Stated exercise A>
Transcribe the passage on Christ's death from "And make no" up to and including "us all things?".
Stated exercise B>
In the passage on Christ's death, which two rulers does the quoted verse from Acts 4:27-28 name as gathered against Jesus?
Stated exercise C>
Continue the passage on Christ's death from the point where it ends.

Now when Jesus in this illustration says "Kill me instead", God accepts his offer and takes out all the anger He has towards mankind on Jesus, the substitutionary offering. Jesus, who was not related to sin and/or death, dies for something he was not related to at all. And we asked the question, where is the righteousness of God exhibited in this example? How can killing one who was not related to death be considered in any way as exhibiting God as righteous and just? If anything, we should look at such an example as unrighteous.

If this view of the matter was correct and Jesus died instead of us that we may go free, then we should not die at all, which we do. Further, if Jesus is not related to sin, and wages of sin is death, then it was unjust that he should die. And when we consider that Jesus's death was by God's own appointment, as Jesus himself says it was, then we have God unright in appointing and requiring it.

And make no mistake about it, the death of Christ was by God's own appointment. Let us make this very clear through the testimony of the Scripture, since the fact is frequently contested. The apostles recorded the counsel of God in this matter this way:
ROM 8:32 He that spared not his own Son, but delivered him up for us all, how shall he not with him also freely give us all things?
ACT 2:23 Him, being delivered by the determinate counsel and foreknowledge of God, ye have taken, and by wicked hands have crucified and slain:
ACT 4:27-28 For of a truth against thy holy child Jesus, whom thou hast anointed, both Herod, and Pontius Pilate, with the Gentiles, and the people of Israel, were gathered together, For to do whatsoever thy hand and thy counsel determined before to be done.

And to this we have Jesus' own testimony concerning his death:
JOH 10:18 No man taketh it [his life] from me, but I lay it down of myself. I have power to lay it down, and I have power to take it again.This commandment have I received of my Father.

So there can be no question that the death of Jesus was by God's own appointment and commandment. And being such, it had to be both right and just. But who can explain the righteousness in putting to death one not subject to death because of sin, one whose nature was not the flesh full of sin nature described by the apostles? We say without fear of contradiction, that no one can.

Data entries>
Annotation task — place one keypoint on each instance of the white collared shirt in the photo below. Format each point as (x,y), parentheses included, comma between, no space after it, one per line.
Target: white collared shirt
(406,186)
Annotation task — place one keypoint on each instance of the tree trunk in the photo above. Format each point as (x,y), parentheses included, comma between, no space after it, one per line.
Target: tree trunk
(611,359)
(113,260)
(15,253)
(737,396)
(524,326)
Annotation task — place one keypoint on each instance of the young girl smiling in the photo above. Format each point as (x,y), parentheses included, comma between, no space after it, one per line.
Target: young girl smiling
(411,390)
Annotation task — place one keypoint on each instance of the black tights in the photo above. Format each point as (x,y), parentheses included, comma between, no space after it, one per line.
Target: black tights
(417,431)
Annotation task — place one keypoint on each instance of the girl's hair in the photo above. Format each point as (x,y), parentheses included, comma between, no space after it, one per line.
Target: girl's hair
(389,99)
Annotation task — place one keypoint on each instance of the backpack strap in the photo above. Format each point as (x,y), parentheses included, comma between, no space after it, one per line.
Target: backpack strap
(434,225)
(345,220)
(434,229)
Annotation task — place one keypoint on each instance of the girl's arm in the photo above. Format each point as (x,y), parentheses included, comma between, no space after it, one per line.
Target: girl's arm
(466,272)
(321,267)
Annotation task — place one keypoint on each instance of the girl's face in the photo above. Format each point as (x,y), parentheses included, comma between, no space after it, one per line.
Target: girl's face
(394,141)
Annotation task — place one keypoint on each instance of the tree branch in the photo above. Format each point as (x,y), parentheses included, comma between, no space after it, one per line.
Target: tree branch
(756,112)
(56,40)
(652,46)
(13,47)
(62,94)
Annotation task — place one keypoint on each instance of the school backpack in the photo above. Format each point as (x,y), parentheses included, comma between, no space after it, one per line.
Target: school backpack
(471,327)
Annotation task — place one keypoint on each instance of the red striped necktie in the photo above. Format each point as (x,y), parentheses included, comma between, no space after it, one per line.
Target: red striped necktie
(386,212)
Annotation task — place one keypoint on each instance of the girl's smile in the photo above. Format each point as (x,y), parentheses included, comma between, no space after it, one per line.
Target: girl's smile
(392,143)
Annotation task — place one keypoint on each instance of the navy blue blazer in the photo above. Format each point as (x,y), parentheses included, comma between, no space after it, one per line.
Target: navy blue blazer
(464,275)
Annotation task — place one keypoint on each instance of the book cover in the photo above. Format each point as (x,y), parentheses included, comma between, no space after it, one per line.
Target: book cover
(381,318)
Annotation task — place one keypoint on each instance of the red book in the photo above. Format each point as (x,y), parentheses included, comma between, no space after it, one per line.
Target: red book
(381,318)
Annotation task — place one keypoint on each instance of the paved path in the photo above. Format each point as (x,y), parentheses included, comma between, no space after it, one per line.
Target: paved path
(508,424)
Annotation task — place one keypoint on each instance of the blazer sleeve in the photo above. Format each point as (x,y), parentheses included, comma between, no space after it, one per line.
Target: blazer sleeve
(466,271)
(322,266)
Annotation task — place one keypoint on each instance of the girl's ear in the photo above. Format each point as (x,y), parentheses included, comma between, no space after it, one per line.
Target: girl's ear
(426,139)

Task response A>
And make no mistake about it, the death of Christ was by God's own appointment. Let us make this very clear through the testimony of the Scripture, since the fact is frequently contested. The apostles recorded the counsel of God in this matter this way:
ROM 8:32 He that spared not his own Son, but delivered him up for us all, how shall he not with him also freely give us all things?

Task response B>
Herod and Pontius Pilate.

Task response C>
If Christ's death was just another symbol, just a substitute standing in for sin to demonstrate in a symbolical ritual what was due to sin, then there could be nothing exhibited as right and just as related to God. But we are told that the exhibition of the rightness and justness of God is the only basis in the Scriptures upon which we can have forgiveness of our sins which are past. This leads us to the only logical conclusion that any theory which cannot explain how God is exhibited as right and just in the death of Christ, that theory cannot provide the basis for the forgiveness of sins that are past. And if we have no forgiveness of sins, then we are all still dead in our sins, and of all men most miserable.

This is a perfect example as to why it is so very important that this subject is understood correctly. There is no doubt but that this subject is the single most important subject in Scriptures as affecting salvation. We are all sinners, not only in the sense that we were born the seed of Adam, but also, we are sinners because everyone of us has sinned. We require a savior. We need to approach God in harmony with this prescribed plan. We are not free to dream up a plan of salvation which satisfies ourselves. We must conform our ways to God's ways, to have any hope for salvation. We must identify ourselves with the declaration of God's righteousness which Jesus made in his death and through his blood, if we hope to have forgiveness of our sins which are past.

In seeing God's righteousness in requiring Jesus to die the death which he died, we therefore must see that his death was not a mere martyrdom, but it itself was an essential element in the salvation of mankind. We who are sinners have been reconciled to God as a result of Jesus' death, and by your association with what Jesus accomplished.

The Scriptures are very clear on this point. The apostle Paul writes:
ROM 5:10 For if, when we were enemies, we were reconciled to God by the death of his Son, much more, being reconciled, we shall be saved by his life.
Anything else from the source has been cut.